(Task directions):
Print all the entries verbatim.

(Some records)
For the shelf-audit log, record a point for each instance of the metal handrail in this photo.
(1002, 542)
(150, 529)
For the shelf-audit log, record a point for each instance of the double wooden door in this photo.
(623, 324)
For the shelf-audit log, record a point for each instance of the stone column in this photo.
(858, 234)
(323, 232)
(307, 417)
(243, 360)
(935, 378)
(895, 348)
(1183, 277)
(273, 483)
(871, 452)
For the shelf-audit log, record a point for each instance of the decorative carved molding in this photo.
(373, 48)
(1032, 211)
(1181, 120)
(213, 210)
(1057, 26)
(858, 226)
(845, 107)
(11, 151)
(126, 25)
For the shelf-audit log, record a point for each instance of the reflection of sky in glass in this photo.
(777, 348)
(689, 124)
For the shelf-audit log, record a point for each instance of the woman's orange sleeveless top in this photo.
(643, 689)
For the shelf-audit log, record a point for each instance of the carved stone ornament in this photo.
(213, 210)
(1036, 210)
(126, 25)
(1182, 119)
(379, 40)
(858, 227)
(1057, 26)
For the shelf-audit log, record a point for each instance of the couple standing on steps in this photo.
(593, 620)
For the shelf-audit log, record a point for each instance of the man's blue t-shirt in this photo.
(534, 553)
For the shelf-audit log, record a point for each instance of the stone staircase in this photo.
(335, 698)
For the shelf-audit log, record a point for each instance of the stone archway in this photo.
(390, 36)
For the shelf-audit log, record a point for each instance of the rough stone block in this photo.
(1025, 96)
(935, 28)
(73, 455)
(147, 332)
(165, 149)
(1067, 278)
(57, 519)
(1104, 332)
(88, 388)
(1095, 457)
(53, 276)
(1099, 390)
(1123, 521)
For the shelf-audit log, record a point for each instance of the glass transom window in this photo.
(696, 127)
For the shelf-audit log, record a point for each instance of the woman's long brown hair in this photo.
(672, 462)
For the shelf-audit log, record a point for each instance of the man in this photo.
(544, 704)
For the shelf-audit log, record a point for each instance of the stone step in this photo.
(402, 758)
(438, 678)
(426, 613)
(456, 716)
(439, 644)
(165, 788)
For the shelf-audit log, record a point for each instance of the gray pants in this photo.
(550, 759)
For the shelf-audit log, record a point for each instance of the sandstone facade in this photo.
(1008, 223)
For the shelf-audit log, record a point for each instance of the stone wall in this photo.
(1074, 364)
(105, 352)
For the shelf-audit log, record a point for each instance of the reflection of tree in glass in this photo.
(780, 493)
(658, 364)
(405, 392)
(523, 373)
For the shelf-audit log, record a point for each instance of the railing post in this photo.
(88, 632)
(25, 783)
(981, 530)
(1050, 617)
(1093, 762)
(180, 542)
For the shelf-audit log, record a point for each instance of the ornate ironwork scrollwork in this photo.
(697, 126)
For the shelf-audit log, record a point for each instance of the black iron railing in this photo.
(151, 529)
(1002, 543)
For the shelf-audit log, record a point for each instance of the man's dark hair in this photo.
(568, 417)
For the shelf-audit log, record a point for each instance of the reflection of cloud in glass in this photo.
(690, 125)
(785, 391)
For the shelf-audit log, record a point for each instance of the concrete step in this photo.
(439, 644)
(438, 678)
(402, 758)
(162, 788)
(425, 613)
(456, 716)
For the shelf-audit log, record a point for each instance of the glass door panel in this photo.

(Solution below):
For the shelf-audit log, record a point for each instance of the metal handrail in this photo.
(1002, 542)
(150, 529)
For the shelf-audit log, record a point for each instance of the double wooden door in this photo.
(623, 324)
For the shelf-audit log, record a point for each instance of the stone column in this photo.
(858, 234)
(323, 232)
(307, 417)
(243, 360)
(935, 378)
(895, 348)
(1183, 277)
(273, 483)
(871, 452)
For the shelf-audit log, record a point for each instance of the decorative carved molding in this photo.
(373, 48)
(1032, 211)
(1181, 120)
(213, 210)
(1057, 26)
(858, 226)
(845, 107)
(11, 151)
(126, 25)
For the shelf-audit log, record a point for each instance of the reflection of sky in glass in this photo.
(777, 348)
(689, 124)
For the shelf-audit log, record a point for each instance of the woman's orange sleeveless top in this photo.
(643, 689)
For the shelf-audit log, record a point for each instance of the carved stone ornament in this photo.
(213, 210)
(1036, 210)
(126, 25)
(1182, 119)
(379, 40)
(858, 227)
(1057, 26)
For the shelf-audit log, record a point for each instance of the couple standing on steps in this photo.
(593, 620)
For the shelf-audit log, record a point for each instance of the man's blue t-shirt in this photo.
(534, 553)
For the shelf-audit log, record a point for each instance of the stone staircase in this photo.
(335, 698)
For the shelf-audit log, record a point for each instance of the stone archway in this photo.
(390, 36)
For the shelf-audit log, record a point for each instance of the rough stone block in this photo.
(1025, 96)
(935, 28)
(73, 455)
(147, 332)
(165, 149)
(1067, 278)
(57, 519)
(1104, 332)
(88, 388)
(1095, 457)
(53, 276)
(1099, 390)
(1123, 521)
For the shelf-audit log, record a point for each instance of the glass transom window in this photo.
(696, 127)
For the shelf-audit log, record a point for each instance of the woman's long brown hair in this photo.
(672, 462)
For the shelf-audit log, record a point for each instance of the man in this photo.
(544, 704)
For the shelf-audit log, record a point for each instance of the stone step in this photo.
(402, 758)
(438, 678)
(426, 613)
(456, 716)
(439, 644)
(165, 788)
For the shelf-audit log, record a point for each instance of the gray pants in this photo.
(550, 759)
For the shelf-audit log, record a point for each instance of the sandstone facade in this photo.
(1008, 223)
For the shelf-audit log, record a point for each instance of the stone wall in this photo.
(1074, 364)
(105, 352)
For the shelf-audit log, record a point for each instance of the reflection of tree in glass in this photo.
(780, 493)
(658, 364)
(405, 392)
(523, 373)
For the shelf-audit log, record a point for each instance of the railing post in this photo.
(88, 632)
(25, 783)
(981, 530)
(1050, 617)
(1093, 762)
(180, 542)
For the shelf-audit log, record a point for each instance of the ornate ironwork scrollwork in this photo.
(697, 126)
For the shelf-audit log, record a point for each instance of the black iron railing in this photo.
(151, 529)
(1002, 543)
For the shelf-audit log, record a point for each instance of the man's dark hair in this photo.
(568, 417)
For the shelf-audit log, record a point for each instance of the reflection of cloud in glass in this photo.
(690, 125)
(785, 391)
For the shelf-audit log, record a point for each instance of the concrete step in this photo.
(439, 644)
(438, 678)
(402, 758)
(162, 788)
(425, 613)
(456, 716)
For the shelf-audit log, record a point for each instance of the glass door panel in this photo.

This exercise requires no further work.